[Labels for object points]
╭──

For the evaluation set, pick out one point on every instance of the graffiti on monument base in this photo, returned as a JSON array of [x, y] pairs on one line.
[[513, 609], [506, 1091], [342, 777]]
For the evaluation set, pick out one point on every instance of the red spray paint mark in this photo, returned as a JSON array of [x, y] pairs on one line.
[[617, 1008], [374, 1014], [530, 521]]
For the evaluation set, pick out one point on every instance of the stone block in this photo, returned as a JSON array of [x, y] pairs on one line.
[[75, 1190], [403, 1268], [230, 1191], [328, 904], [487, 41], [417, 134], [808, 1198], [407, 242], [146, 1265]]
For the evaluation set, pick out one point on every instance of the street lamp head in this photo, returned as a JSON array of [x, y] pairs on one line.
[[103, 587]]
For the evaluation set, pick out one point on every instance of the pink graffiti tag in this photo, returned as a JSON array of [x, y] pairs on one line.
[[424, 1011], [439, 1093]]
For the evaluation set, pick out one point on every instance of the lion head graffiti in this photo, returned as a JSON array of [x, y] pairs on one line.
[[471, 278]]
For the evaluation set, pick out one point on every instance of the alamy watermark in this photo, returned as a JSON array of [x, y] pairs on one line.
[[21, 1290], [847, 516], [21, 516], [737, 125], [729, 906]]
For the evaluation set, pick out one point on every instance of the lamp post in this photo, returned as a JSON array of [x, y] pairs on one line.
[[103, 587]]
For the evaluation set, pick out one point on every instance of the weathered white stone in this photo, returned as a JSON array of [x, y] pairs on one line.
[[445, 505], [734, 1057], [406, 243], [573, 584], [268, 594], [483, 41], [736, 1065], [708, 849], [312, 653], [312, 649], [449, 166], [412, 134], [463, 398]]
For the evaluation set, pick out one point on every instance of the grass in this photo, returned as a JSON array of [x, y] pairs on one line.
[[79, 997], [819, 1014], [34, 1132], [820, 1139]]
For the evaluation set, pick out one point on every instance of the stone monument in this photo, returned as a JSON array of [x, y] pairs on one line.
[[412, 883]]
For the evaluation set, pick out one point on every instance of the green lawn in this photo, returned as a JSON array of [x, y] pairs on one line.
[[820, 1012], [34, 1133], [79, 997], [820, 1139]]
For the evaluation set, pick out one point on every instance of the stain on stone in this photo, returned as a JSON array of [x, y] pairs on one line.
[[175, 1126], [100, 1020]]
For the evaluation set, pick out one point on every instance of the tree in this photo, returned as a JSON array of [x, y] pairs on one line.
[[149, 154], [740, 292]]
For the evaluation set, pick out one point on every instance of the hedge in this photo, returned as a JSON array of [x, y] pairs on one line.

╰──
╭──

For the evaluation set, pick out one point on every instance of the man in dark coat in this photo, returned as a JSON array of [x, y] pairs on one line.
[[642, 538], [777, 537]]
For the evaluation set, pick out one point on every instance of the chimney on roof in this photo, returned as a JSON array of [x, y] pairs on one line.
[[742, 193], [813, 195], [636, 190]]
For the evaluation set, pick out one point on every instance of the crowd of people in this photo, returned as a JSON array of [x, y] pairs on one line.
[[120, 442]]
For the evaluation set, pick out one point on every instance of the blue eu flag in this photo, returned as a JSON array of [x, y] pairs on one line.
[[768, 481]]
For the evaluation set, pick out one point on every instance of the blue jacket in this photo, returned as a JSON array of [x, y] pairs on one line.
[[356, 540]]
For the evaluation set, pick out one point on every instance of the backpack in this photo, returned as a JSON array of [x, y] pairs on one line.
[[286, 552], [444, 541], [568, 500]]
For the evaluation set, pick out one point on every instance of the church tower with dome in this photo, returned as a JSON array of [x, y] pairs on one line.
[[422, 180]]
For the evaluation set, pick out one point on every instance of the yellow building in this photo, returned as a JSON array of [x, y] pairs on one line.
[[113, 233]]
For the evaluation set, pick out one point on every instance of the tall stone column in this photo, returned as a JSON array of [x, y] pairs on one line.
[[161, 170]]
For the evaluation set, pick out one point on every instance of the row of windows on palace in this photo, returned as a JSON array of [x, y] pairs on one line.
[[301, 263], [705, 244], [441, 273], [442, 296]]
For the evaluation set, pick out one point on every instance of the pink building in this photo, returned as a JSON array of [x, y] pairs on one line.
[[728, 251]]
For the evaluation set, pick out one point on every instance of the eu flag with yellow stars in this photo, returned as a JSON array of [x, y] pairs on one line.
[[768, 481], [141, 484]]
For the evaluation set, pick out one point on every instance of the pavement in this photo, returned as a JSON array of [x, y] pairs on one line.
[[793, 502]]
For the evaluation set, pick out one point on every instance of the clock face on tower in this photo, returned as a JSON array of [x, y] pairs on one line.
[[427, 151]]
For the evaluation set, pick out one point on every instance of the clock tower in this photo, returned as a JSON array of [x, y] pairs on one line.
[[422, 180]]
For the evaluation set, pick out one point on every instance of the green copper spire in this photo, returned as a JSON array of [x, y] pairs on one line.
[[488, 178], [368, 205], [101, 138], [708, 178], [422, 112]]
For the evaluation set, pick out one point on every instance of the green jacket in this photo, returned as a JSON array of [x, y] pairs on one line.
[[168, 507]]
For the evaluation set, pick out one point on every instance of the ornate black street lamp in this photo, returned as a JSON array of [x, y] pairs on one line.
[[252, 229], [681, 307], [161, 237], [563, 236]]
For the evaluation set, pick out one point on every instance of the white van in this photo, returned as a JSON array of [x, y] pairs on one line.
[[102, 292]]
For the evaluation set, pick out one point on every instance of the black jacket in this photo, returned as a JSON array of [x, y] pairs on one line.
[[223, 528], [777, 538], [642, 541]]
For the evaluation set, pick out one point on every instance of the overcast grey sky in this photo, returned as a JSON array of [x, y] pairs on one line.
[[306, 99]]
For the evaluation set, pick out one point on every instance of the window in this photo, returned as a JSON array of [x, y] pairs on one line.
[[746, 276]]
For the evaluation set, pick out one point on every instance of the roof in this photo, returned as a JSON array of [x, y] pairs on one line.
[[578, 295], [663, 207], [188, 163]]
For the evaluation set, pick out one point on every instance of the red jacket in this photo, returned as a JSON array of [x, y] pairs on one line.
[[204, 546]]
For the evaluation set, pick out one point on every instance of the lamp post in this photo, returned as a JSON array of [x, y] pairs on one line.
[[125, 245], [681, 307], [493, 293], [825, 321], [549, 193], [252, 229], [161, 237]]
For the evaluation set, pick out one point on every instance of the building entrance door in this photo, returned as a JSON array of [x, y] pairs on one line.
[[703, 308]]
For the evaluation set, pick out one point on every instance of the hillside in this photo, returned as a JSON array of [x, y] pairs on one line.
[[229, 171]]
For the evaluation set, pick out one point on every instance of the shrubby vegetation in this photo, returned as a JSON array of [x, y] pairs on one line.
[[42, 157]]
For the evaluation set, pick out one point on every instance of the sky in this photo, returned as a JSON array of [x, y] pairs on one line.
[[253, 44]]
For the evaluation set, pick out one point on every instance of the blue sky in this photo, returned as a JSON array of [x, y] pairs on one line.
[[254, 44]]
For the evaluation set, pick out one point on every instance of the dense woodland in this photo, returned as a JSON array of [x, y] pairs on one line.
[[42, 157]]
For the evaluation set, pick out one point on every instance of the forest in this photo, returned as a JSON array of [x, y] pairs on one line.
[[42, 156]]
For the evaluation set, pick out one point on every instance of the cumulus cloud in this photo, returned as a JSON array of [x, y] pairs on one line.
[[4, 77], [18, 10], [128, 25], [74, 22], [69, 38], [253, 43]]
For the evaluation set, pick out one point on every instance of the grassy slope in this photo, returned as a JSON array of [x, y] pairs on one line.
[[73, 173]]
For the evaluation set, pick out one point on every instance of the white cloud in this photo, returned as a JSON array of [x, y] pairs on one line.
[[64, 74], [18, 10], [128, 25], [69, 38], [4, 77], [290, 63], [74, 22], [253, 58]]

╰──

→ **Task brief**
Starting at the line containing "the pink building" and ending at the line containing "[[168, 507]]", rewrite the data with "pick out" replaced by "mark" and everything else unchanged.

→ **Response to the task**
For the evaluation set, mark one point on every instance of the pink building in this photo, returned as a JSON array of [x, y] pairs on one line.
[[728, 251]]
For the evaluation set, mark one point on every instance of the eu flag with yellow stars in this photo, returned as a JSON array of [x, y] pairs on one line.
[[768, 481], [141, 484]]
For the evaluation set, mark one point on every instance of the pavement in this photo, returned as a JSON array of [x, y] pairs on one line.
[[793, 502]]
For the evaluation set, mark one point on every instance of the clock face on tower in this photo, returned as a JSON array of [x, y] pairs on one line.
[[427, 151]]
For the evaluation set, mark one point on every instance of the clock tower in this photo, returned as a JSON array of [x, y] pairs on one line.
[[422, 180]]
For the evaluation set, mark one point on every instance of the green copper spire in this photo, returned as a JSON array of [x, y] pairs on one line.
[[488, 178], [368, 205], [101, 138], [708, 178], [422, 112]]
For the evaluation set, mark one point on every instance of the green jacket in this photo, returned as a JSON array of [x, y] pairs on one line.
[[168, 507]]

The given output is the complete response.